*** VORLIEGENDER TEXT

Dialyse aktuell 2014; 18(8): 393
DOI: 10.1055/s-0034-1395943
Editorial
© Georg Thieme Verlag Stuttgart · New York

Schade eigentlich

Christian Schäfer
Further Information

Publication History

Publication Date:
05 November 2014 (online)

Das Wort „Transplantation“ ist in Deutschland zunehmend mit einem negativen Touch behaftet. Schade eigentlich! Denn tritt man einen Schritt zurück und hat den Blick frei auf das Ganze, erkennt man doch so viel Positives: Man bedenke beispielsweise die chirurgische Kunst, welche die Operateure beim Eingriff anwenden, und den Akt der Menschlichkeit, welcher der Organspende im Sinne des Äußerns des Willens vorausgeht, einem anderen Menschen seine eigenen Organe nach dem Tod (oder bei der Lebendspende sogar zu Lebzeiten) zur Verfügung zu stellen und ihm damit die Chance auf ein neues, längeres Leben zu ermöglichen. Auch die Organisation rund um die Organspende muss reibungslos laufen, um die Grundlage für den Erfolg einer Transplantation zu schaffen: Soll zum Beispiel nach dem Unfalltod eines potenziellen Organspenders eine Niere möglichst schnell und unversehrt zum passenden Spender gelangen, sind genau festgelegte Allokationsregeln zu befolgen. Natürlich sind hierbei der sichere Transport des Organs sowie die zeitliche Planung des gesamten Prozesses entscheidend. All dem liegen gut ausgereifte, auf dem Stand des Wissens basierende Überlegungen, gesetzliche Vorgaben und Richtlinien zugrunde. Eigentlich war alles in Butter – dachte man.

In den letzten Jahren wurden allerdings Stück für Stück mutmaßliche Richtlinienverstöße einzelner Akteure in der Welt der deutschen Transplantation bekannt, die vor allem anfangs medial eine sehr große Präsenz hatten. Wen wundert es? Bei dieser hohen Sensibilität des Themas, in das auch noch die wichtige Frage „Ab wann ist der Mensch tot?“ hineinspielt, ist ein Hochkochen im Zeitungsblätterwald fast unvermeidlich. Hierbei wurde allerdings auch das unglücklich gewählte und vereinfachende Wort „Organspendeskandal“ geboren. Dies hat somit den Fokus vermehrt auf den Spendeprozess gerückt – obwohl eigentlich die entdeckten Unregelmäßigkeiten bei der Warteliste auftraten. Leider hat sich als Seiteneffekt der wichtigen und notwendigen Information der Öffentlichkeit auch der Eindruck verfestigt, die gesamte deutsche „Transplantationsszene“ sei nachhaltig in dubiose Machenschaften verwickelt. Dies könnte einen großen Anteil daran haben, dass die Zahl der Organspender in den letzten Jahren zurückging.

******
*** BEREITGESTELLTE DATEN

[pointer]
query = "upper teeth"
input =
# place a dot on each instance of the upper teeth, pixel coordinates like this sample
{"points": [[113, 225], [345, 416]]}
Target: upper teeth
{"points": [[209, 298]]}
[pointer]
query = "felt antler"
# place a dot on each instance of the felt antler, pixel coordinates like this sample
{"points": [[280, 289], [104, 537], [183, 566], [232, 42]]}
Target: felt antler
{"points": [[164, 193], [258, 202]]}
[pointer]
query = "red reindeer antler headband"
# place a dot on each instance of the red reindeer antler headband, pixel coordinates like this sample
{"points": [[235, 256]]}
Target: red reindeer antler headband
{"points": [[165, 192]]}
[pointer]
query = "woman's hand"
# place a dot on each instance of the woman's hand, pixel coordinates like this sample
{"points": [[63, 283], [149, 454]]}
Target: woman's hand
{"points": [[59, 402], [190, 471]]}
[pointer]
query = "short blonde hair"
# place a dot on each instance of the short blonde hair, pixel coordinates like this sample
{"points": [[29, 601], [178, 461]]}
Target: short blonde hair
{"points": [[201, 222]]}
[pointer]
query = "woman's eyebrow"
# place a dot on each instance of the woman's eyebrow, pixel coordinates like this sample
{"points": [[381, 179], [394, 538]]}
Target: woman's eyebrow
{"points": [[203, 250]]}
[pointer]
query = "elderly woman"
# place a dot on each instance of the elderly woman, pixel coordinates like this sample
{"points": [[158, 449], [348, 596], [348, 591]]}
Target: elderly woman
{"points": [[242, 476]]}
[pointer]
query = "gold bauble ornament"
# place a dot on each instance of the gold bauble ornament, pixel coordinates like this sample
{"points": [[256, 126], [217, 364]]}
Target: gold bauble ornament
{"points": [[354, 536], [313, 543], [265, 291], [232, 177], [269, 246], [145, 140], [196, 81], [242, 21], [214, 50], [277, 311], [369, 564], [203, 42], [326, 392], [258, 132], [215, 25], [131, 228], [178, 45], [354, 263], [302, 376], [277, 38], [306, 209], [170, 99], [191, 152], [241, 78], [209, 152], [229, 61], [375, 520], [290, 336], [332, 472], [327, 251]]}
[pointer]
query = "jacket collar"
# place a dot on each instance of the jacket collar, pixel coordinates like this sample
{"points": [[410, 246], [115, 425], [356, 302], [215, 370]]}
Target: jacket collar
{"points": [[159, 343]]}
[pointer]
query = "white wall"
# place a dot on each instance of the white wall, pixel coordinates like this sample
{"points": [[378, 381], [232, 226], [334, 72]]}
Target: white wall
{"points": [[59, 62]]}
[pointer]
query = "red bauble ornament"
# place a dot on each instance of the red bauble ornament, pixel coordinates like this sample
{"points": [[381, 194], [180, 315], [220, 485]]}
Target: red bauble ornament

******

### ZU BEANTWORTENDE FRAGEN
a. Wo traten laut dem Editorial die entdeckten Unregelmäßigkeiten eigentlich auf?
b. Führen Sie alle Grundlagen auf, die das Editorial in dem Satz nennt, der mit „All dem liegen“ beginnt.
Für die Bearbeitung werden die Daten nicht benötigt.

### ERGEBNISSE JE AUFGABE
a. Bei der Warteliste.

b.
- gut ausgereifte, auf dem Stand des Wissens basierende Überlegungen
- gesetzliche Vorgaben
- Richtlinien